--- Available data ---
● ● ● ●

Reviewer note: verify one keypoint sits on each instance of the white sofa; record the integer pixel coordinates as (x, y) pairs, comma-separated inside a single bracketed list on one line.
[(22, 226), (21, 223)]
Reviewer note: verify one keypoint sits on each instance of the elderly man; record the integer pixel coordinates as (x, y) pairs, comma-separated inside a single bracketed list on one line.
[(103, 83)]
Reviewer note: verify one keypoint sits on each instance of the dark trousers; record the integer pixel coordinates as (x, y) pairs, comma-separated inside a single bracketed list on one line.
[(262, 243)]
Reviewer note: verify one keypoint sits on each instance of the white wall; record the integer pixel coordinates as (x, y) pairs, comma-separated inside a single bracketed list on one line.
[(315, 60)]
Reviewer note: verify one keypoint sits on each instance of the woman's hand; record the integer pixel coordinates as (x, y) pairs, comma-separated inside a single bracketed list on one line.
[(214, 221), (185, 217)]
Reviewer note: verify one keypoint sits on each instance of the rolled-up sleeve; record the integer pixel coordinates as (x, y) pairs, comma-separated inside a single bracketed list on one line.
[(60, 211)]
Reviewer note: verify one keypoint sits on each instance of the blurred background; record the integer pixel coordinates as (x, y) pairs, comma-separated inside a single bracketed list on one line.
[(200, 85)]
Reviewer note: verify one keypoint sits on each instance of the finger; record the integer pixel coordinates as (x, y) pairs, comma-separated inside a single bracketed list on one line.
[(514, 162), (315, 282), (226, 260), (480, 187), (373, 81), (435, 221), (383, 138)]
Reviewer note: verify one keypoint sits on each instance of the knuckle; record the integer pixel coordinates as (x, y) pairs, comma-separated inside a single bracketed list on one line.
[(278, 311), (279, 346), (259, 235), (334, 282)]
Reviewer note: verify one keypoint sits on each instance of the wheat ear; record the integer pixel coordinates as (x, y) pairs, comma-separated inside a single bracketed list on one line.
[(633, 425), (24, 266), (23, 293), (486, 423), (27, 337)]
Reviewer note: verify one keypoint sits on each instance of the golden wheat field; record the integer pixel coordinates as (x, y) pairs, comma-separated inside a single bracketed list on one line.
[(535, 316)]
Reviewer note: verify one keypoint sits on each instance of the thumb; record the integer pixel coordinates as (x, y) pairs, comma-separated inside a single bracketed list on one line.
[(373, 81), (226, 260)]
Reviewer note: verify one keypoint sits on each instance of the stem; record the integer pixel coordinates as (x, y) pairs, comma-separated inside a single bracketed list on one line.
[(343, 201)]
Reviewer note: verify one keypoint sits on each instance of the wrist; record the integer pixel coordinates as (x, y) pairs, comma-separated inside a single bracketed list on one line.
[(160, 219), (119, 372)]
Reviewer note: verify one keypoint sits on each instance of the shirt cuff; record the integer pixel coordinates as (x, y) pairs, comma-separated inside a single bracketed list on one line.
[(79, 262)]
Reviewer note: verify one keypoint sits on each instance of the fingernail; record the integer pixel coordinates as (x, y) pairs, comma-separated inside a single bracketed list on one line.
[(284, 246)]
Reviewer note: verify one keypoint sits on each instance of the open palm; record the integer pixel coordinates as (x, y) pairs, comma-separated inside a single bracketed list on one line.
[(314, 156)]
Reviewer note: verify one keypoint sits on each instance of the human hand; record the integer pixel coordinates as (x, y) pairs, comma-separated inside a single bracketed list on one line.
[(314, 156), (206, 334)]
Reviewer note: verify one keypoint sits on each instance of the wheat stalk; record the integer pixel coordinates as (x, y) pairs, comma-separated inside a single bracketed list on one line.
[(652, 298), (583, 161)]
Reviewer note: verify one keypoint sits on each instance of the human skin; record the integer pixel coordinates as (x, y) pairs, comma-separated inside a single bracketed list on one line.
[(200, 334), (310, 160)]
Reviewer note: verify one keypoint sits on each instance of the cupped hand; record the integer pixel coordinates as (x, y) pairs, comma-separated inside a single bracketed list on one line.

● ● ● ●

--- What to work on ---
Can you give the lines from the one with "of the thumb;" to the one with "[(79, 262)]", both included, as a numbered list with any blank lines dropped?

--- Result for this task ---
1. Reviewer note: verify one keypoint sits on each instance of the thumb; record the integer pixel coordinates as (x, y) pairs, comma-separated inside a single bracketed list on one line.
2. [(373, 81), (226, 260)]
3. Reviewer note: verify one keypoint sits on each instance of the stem; record the integer pixel coordinates as (x, y) pairs, comma-separated inside a single bracketed list on one line.
4. [(343, 201)]
5. Reviewer note: verify one keypoint sits on each instance of the wrist; record the integer pixel coordinates as (x, y) pairs, comma-separated inside a single bracketed list on one line.
6. [(160, 219), (119, 372)]
7. Reviewer note: verify one keypoint sits on each instance of the shirt cuff; record the integer pixel coordinates as (x, y) pairs, comma-separated inside a single bracketed list on one line.
8. [(79, 262)]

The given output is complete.